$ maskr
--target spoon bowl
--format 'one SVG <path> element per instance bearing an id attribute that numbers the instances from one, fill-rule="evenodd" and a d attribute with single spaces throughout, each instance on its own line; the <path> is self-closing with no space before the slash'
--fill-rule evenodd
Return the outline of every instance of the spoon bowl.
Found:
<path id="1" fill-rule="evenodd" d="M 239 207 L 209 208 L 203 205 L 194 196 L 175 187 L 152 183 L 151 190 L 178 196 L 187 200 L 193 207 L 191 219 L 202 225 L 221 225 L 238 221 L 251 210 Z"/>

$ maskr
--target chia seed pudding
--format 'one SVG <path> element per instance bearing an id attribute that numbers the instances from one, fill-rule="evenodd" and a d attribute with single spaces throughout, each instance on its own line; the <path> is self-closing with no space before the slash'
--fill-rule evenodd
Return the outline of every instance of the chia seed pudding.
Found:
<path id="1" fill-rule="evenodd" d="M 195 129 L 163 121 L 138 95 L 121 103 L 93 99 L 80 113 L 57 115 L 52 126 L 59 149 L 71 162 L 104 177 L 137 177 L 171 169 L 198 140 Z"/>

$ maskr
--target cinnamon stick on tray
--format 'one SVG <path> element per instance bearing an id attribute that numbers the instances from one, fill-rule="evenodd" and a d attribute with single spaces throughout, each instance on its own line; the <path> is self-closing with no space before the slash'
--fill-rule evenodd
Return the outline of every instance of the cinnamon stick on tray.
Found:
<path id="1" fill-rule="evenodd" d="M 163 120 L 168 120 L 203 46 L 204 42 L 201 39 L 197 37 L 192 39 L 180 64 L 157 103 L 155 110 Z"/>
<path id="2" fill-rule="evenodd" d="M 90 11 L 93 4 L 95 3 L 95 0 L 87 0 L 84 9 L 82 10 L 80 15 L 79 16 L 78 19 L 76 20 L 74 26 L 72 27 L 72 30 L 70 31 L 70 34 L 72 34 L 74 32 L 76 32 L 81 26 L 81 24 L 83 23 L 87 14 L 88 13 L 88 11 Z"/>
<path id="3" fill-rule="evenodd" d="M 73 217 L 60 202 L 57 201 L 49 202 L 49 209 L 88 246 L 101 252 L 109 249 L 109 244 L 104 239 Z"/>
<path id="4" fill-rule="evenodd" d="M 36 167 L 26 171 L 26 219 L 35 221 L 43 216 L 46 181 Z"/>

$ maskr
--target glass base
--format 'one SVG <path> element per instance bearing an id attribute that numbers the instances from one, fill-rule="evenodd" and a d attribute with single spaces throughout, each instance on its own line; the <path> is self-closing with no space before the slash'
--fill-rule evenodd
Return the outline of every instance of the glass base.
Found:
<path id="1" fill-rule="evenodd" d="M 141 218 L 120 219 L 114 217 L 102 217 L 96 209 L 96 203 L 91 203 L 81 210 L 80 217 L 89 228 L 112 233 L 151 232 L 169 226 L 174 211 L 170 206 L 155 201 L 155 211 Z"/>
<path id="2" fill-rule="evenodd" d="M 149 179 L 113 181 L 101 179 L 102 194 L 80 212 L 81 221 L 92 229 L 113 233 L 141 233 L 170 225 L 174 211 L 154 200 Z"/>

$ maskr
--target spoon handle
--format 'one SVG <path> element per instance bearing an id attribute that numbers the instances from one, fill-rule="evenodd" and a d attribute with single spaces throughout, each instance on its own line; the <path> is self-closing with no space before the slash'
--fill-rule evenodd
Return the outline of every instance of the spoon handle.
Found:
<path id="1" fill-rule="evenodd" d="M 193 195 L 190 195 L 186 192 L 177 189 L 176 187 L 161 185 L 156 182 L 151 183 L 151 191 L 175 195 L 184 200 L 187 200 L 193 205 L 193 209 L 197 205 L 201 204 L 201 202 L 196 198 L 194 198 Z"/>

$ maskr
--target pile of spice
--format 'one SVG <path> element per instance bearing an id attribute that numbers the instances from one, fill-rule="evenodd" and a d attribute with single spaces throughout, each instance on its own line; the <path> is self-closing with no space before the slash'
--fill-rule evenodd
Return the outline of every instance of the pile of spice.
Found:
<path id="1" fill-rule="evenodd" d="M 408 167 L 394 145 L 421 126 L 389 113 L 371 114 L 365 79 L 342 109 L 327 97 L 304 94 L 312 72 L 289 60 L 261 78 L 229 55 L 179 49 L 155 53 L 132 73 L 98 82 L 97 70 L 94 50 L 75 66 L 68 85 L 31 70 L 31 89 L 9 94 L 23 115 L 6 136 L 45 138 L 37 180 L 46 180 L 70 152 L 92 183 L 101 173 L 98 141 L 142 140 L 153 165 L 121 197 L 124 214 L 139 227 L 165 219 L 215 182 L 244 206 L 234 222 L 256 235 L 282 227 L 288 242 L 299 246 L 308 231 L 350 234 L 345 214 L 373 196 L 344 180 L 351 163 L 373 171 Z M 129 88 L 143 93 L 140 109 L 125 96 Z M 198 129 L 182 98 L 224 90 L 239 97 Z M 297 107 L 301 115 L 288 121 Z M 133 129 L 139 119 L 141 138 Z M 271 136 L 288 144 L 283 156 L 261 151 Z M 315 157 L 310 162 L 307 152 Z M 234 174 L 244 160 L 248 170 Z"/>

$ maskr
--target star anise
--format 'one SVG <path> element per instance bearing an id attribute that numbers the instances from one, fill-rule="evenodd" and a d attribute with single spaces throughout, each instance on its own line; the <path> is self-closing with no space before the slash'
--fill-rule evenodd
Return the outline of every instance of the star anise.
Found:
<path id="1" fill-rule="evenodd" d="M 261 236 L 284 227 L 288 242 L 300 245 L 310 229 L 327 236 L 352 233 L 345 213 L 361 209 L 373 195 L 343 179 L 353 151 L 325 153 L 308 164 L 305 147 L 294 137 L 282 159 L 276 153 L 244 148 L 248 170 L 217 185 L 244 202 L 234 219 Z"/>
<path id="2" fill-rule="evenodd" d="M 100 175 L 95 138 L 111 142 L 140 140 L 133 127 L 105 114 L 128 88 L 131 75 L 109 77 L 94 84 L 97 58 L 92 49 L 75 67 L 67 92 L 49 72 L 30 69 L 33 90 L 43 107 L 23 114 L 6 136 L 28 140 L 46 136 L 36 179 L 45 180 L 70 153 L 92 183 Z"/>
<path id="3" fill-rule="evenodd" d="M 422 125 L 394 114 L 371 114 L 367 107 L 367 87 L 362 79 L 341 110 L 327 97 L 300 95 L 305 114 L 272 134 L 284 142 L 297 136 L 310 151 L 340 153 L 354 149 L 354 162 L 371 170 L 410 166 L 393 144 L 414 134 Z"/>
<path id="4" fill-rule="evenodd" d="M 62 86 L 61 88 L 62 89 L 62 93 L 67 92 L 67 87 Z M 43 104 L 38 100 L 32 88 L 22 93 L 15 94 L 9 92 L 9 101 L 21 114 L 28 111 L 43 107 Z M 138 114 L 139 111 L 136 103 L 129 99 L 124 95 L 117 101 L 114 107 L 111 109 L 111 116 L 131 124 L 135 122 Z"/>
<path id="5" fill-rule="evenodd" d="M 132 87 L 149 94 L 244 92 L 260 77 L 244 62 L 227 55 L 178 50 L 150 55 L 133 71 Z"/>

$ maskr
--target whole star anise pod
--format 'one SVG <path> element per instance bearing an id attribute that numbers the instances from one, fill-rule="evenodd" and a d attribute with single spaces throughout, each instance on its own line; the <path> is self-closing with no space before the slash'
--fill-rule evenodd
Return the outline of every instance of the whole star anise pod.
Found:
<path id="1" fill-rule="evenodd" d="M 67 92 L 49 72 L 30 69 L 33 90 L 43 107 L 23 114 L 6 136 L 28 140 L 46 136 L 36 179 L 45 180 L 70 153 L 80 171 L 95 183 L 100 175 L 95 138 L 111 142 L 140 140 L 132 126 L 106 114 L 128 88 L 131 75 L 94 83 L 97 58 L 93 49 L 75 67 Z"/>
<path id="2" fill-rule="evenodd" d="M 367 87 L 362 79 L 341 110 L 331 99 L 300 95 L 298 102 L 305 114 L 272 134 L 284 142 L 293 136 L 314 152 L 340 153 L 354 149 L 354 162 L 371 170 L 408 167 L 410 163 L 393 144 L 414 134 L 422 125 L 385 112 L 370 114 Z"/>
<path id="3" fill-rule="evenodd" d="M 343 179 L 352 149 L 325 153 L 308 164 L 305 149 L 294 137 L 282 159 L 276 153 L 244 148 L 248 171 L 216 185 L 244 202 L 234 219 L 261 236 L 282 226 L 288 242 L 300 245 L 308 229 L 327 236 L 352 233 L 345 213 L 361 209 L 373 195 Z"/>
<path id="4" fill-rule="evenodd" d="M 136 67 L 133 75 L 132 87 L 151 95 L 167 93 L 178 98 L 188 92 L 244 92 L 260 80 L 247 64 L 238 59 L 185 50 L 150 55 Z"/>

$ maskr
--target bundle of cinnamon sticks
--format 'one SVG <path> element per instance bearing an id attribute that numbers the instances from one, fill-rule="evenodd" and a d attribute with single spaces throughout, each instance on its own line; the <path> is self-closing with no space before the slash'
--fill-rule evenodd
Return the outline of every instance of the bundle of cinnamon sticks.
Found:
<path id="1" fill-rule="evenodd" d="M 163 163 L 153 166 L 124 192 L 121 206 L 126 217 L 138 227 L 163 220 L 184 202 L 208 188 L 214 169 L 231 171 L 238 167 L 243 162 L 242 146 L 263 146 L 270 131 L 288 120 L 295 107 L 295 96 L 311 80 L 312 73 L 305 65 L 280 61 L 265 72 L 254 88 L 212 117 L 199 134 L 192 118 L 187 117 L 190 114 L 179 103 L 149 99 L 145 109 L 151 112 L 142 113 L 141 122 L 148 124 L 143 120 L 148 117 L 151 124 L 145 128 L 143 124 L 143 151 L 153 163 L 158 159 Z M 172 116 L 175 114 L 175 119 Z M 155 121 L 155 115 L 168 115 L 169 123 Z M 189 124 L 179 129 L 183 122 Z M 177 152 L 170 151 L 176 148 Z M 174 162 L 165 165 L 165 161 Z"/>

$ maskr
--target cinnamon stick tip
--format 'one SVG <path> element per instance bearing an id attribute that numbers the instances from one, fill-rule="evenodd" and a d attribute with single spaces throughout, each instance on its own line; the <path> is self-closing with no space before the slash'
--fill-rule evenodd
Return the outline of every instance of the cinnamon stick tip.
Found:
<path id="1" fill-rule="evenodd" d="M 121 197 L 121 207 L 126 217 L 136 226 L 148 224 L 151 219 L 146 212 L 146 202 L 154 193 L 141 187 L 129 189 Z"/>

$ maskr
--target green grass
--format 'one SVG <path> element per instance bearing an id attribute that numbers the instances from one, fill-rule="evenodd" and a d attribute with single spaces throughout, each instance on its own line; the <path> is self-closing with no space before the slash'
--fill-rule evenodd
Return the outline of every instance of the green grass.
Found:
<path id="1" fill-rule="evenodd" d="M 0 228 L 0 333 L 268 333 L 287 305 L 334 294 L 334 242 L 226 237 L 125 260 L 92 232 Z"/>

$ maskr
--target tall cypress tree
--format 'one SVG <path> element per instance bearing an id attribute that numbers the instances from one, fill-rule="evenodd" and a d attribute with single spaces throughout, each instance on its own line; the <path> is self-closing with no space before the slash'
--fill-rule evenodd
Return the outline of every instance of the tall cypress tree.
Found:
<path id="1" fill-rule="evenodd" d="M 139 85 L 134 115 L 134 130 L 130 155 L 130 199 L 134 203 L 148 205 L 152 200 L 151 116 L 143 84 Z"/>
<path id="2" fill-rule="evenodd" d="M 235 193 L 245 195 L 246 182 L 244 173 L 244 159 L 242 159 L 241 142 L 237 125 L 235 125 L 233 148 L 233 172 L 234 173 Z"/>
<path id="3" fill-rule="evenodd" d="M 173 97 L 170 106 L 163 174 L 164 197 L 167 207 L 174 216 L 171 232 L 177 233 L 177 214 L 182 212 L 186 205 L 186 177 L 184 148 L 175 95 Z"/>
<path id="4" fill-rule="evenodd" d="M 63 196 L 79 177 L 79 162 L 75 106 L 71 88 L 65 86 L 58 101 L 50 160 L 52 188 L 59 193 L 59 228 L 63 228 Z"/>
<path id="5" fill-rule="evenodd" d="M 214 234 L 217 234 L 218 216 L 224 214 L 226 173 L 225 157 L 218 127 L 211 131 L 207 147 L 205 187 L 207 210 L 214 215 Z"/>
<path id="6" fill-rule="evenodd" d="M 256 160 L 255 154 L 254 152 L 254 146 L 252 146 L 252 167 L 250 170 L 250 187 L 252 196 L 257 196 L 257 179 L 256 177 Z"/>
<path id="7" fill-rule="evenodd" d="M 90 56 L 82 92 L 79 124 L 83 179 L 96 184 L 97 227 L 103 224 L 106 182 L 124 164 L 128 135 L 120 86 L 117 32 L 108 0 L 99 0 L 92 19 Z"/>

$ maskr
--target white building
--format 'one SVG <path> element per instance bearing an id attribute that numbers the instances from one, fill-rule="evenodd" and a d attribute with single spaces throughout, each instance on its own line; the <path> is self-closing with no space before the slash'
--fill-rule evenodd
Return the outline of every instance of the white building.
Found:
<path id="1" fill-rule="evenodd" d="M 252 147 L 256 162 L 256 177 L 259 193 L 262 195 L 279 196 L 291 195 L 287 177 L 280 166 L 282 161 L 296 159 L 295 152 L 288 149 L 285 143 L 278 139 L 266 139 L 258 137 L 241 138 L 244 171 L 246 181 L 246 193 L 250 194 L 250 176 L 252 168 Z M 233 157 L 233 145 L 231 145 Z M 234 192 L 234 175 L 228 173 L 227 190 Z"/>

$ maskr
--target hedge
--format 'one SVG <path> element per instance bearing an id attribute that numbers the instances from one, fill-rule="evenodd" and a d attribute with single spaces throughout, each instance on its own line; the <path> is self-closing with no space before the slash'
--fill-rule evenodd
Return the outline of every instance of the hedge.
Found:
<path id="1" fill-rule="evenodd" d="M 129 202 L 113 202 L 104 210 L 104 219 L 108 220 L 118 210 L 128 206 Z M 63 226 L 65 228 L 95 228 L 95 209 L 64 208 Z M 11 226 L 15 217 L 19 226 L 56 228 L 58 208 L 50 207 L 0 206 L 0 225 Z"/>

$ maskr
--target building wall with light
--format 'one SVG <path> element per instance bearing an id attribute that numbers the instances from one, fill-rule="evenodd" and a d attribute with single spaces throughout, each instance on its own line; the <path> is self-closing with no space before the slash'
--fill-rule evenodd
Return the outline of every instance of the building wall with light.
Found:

## TASK DETAILS:
Show every line in the listing above that contains the string "green", copied in full.

## RESPONSE:
--target green grass
Return the outline of every instance of the green grass.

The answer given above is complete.